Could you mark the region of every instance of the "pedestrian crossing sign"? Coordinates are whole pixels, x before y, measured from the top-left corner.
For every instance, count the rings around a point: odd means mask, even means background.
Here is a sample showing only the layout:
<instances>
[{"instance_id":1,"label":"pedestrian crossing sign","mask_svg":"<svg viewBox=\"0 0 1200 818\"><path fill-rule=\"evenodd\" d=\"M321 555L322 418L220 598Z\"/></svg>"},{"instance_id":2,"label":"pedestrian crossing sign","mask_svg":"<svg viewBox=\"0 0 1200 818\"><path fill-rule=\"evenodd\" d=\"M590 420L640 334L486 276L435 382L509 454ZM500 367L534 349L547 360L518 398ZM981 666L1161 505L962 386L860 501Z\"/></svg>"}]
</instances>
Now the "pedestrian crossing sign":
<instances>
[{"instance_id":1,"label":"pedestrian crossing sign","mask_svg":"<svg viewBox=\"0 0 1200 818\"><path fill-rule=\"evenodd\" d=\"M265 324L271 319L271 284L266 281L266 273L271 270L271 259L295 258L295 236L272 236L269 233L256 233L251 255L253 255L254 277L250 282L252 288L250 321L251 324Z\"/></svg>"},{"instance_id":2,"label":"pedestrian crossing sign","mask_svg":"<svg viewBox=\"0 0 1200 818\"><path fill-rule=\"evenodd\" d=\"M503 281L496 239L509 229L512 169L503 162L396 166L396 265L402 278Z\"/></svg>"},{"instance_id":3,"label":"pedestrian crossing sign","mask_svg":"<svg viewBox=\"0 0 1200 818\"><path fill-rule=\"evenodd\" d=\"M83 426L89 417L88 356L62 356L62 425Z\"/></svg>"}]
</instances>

################

Task goal: Retype the listing above word for word, keeping every line unchanged.

Expected answer:
Could you mark the region of every instance of the "pedestrian crossing sign"? Coordinates are whole pixels, x before y, measured from the top-left corner.
For every instance, count the rings around a point: odd means mask, even means background.
Here is a sample showing only the layout:
<instances>
[{"instance_id":1,"label":"pedestrian crossing sign","mask_svg":"<svg viewBox=\"0 0 1200 818\"><path fill-rule=\"evenodd\" d=\"M321 555L322 418L220 598Z\"/></svg>"},{"instance_id":2,"label":"pedestrian crossing sign","mask_svg":"<svg viewBox=\"0 0 1200 818\"><path fill-rule=\"evenodd\" d=\"M590 420L640 334L486 276L435 382L509 454ZM500 367L534 349L547 360L518 398ZM981 666L1161 505L962 386L860 501Z\"/></svg>"}]
</instances>
Now the "pedestrian crossing sign":
<instances>
[{"instance_id":1,"label":"pedestrian crossing sign","mask_svg":"<svg viewBox=\"0 0 1200 818\"><path fill-rule=\"evenodd\" d=\"M265 324L271 319L271 284L266 281L266 273L271 270L271 259L295 258L295 236L272 236L269 233L256 233L251 255L253 255L254 277L250 282L252 288L250 321L251 324Z\"/></svg>"},{"instance_id":2,"label":"pedestrian crossing sign","mask_svg":"<svg viewBox=\"0 0 1200 818\"><path fill-rule=\"evenodd\" d=\"M503 281L496 239L509 229L512 169L503 162L396 166L396 265L402 278Z\"/></svg>"},{"instance_id":3,"label":"pedestrian crossing sign","mask_svg":"<svg viewBox=\"0 0 1200 818\"><path fill-rule=\"evenodd\" d=\"M83 426L89 417L88 356L62 356L62 425Z\"/></svg>"}]
</instances>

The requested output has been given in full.